> **TEXT FOR ANALYSIS**

=== Section Start ===

German military personnel

Hans Friedrich von Platen (21 January 1668 at his family's estate at Sagar on Ruegen, 17 May 1743 in Mohrungen, Prussia) was a Kingdom of Prussian general of the cavalry. While in service in the Prussian Army, he fought in the Great Turkish War, the War of Spanish Succession, and the Great Northern War. Both of his sons were Prussian generals; the youngest, Dubislav Friedrich von Platen, was a trusted and successful general of Frederick the Great.

==Family==
Hans Friedrich von Platen was a member of the Pomeranian noble family of Platen. His parents were Hans Friedrich von Platen and Maria Elisabeth von Münchow. His father was killed by a neighbor shortly before his birth.

He married Hypolita Juliane von Podewils. She was the daughter of the Brandenburg colonel Mathis Georg von Podewils. The pair had the following children:
- Dubislav Friedrich (23 August 1714-7 June 1787) ∞ Sophia Susanna Charlotte von Cocceji, daughter of the Prussian Minister Samuel von Cocceji.
- Leopold Johann (1726-11 December 1780) ∞ Dorothea von Eichstädt (1733–1795)
- Sophie Anna († 9 June 1755) ∞ 1743 Hans Sigismund von Zieten
- Johanna Friederike († 1745) ∞ 9 June 1740 Otto Friedrich Ludwig von Hirsch (1700–1780)

==Military career==
Hans Friedrich von Platen began his military career as a simple dragoon in the Brandenburg Life Dragoon regiment. With this unit, he fought in Hungary in 1686 during the Great Turkish War. In 1688 he joined the Dragoon Regiment No.3 (Derflinger), of which he was quartermaster. His conduct drew the attention of Colonel von Heiden and he was soon appointed an adjutant and cornet in 1691. He was released during the peacetime reduction in 1697.

===Action in the War of Spanish Succession===
Count Philip Wilhelm soon took him as a cornet to his regiment, and he fought as a second lieutenant in the War of Spanish Succession. He had been promoted to first lieutenant by the time of the sieges of Kaiserswerth and Venlo. From 1702 he became general adjutant of Dubislav Gneomar von Natzmer. With Natzmer's help, Platen became a deputy in the Gensdarmes' regiment. In 1703 he was involved in the siege of Bonn. He was captured at the Battle of Höchstädt (1704), when the French army under Claude Louis Hector de Villars defeated the imperial armies; he was soon exchanged.

=== Section End ===

> **RECORDED DATA**

=== Section Start ===

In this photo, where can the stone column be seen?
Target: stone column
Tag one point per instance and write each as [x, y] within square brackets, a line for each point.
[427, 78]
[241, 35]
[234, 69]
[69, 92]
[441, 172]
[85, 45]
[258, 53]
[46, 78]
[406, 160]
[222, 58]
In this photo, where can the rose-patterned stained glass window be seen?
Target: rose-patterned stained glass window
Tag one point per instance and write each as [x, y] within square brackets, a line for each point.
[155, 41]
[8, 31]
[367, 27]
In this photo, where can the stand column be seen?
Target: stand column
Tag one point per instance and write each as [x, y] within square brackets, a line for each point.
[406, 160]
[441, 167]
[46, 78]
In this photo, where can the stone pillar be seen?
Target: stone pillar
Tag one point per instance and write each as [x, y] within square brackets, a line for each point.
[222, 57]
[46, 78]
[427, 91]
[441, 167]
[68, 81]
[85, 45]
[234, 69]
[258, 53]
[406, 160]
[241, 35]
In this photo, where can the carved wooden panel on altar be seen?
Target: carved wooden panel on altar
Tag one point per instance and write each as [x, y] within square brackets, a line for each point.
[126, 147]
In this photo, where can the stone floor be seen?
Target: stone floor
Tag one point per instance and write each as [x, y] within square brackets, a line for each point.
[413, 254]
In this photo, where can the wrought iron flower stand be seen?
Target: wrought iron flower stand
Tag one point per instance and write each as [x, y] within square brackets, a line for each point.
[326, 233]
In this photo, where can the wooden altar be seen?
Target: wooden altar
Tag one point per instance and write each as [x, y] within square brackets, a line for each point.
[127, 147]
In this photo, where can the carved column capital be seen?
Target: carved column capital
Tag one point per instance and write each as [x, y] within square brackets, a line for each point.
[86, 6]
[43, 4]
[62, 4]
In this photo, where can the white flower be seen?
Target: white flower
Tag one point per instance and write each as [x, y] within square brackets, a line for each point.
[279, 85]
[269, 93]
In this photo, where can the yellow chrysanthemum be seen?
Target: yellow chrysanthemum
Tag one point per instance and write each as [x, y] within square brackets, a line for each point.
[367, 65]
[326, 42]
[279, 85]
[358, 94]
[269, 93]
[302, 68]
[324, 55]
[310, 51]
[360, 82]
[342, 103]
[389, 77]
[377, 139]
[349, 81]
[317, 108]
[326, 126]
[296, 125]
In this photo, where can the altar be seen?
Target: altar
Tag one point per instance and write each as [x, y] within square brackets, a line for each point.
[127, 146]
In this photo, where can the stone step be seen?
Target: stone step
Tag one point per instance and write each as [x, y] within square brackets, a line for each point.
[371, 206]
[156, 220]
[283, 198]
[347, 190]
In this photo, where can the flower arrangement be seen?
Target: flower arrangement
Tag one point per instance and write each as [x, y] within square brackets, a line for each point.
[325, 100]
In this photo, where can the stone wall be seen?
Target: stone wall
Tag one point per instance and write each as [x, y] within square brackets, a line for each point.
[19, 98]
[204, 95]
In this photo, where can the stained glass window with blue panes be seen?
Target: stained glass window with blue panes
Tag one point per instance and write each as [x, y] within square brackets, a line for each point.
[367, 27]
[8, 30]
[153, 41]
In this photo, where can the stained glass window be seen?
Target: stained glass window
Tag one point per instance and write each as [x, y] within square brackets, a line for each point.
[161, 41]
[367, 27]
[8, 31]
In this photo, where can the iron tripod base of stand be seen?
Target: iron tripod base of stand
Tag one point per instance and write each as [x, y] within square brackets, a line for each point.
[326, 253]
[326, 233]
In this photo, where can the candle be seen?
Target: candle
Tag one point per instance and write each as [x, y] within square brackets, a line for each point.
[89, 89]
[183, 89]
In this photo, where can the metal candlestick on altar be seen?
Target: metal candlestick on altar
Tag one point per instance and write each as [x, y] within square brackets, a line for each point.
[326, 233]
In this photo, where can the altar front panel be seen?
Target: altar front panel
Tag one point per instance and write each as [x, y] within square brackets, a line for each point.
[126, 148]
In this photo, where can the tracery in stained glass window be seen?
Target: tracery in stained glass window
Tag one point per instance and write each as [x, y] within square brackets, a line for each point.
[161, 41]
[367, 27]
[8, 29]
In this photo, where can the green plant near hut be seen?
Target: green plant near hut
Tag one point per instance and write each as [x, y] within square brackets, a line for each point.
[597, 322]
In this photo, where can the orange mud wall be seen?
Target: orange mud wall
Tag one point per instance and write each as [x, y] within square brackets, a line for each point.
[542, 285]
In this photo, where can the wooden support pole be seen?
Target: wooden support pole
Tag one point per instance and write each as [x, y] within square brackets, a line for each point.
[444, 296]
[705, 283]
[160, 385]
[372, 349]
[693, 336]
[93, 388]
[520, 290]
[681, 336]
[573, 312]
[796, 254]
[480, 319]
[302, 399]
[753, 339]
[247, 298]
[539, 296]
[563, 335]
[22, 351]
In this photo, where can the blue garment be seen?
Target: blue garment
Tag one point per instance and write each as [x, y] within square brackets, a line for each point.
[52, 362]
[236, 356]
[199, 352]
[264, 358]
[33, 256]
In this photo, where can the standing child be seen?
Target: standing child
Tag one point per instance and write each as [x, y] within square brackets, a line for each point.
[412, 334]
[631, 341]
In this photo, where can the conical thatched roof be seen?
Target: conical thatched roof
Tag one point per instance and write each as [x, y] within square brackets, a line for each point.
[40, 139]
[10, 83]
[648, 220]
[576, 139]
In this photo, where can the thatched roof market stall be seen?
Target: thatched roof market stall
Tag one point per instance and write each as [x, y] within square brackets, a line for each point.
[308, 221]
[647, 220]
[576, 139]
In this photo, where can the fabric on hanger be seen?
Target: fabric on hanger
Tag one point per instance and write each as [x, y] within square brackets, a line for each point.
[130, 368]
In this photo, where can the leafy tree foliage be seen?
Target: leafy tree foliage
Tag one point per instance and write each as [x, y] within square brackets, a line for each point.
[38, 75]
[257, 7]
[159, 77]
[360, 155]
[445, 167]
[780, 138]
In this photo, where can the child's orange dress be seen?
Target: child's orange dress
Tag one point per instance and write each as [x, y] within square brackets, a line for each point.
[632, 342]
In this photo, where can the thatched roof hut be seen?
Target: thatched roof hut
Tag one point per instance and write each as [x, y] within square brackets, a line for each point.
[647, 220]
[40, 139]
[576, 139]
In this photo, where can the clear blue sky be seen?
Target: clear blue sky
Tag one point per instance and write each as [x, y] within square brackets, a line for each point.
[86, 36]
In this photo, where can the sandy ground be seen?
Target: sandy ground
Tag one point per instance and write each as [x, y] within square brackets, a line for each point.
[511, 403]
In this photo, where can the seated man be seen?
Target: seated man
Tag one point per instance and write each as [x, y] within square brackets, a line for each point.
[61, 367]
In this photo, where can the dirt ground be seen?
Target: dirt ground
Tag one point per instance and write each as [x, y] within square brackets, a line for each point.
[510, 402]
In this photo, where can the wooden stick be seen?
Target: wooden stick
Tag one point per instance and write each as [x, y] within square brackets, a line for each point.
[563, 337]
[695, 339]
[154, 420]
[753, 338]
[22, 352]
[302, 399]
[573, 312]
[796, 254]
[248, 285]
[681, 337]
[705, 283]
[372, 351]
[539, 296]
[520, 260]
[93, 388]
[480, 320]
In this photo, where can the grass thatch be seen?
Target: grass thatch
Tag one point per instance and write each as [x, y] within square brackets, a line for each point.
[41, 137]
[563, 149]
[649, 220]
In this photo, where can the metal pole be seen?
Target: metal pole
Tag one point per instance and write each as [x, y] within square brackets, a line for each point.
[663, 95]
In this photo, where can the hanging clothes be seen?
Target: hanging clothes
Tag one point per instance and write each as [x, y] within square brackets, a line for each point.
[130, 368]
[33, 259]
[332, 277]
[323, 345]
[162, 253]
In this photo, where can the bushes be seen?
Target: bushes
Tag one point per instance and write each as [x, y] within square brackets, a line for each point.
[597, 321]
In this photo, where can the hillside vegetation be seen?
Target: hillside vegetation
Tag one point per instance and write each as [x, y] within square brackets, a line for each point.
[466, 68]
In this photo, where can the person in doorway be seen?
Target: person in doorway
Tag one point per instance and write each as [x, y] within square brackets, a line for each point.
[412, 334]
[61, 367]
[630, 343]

=== Section End ===
=== Section Start ===

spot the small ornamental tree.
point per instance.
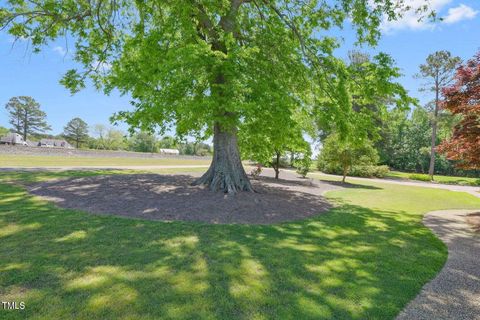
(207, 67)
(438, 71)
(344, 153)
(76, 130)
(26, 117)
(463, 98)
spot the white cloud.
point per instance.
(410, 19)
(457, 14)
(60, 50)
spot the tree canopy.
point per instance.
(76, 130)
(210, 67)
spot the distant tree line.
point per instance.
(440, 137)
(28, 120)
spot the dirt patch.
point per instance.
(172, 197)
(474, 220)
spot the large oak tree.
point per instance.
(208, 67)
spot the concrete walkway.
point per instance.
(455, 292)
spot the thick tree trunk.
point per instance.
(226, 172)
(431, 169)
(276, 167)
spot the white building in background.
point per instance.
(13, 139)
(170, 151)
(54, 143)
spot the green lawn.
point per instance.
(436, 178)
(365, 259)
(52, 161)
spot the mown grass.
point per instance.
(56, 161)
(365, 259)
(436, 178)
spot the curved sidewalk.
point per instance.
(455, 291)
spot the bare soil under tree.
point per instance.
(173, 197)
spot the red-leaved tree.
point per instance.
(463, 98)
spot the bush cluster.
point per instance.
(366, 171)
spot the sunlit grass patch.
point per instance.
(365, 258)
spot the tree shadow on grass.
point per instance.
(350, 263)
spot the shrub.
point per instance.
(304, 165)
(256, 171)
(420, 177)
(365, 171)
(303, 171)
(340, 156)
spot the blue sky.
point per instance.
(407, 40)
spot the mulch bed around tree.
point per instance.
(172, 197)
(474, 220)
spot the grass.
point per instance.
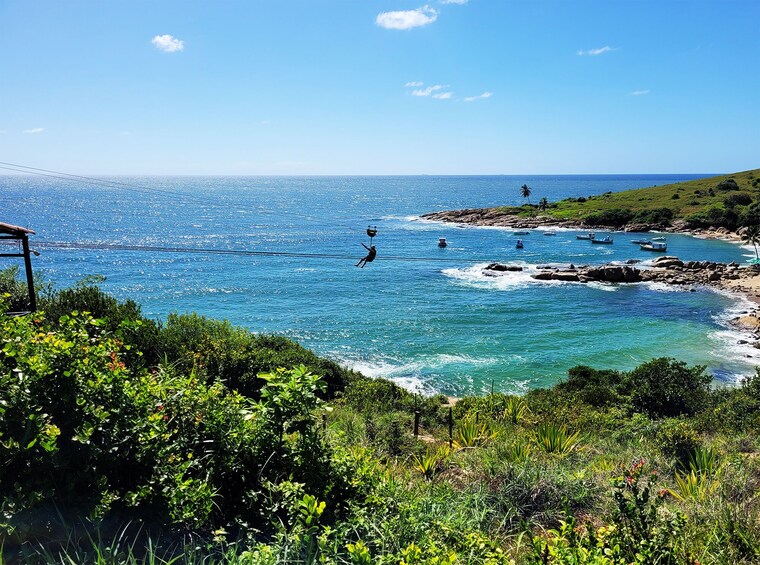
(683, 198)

=== Section End ===

> **PROBLEM DETAILS**
Transcribe the part of the Hans Friedrich von Platen text from "Hans Friedrich von Platen (21" up to and including "Frederick the Great.".

> **REPLY TO THE TASK**
Hans Friedrich von Platen (21 January 1668 at his family's estate at Sagar on Ruegen, 17 May 1743 in Mohrungen, Prussia) was a Kingdom of Prussian general of the cavalry. While in service in the Prussian Army, he fought in the Great Turkish War, the War of Spanish Succession, and the Great Northern War. Both of his sons were Prussian generals; the youngest, Dubislav Friedrich von Platen, was a trusted and successful general of Frederick the Great.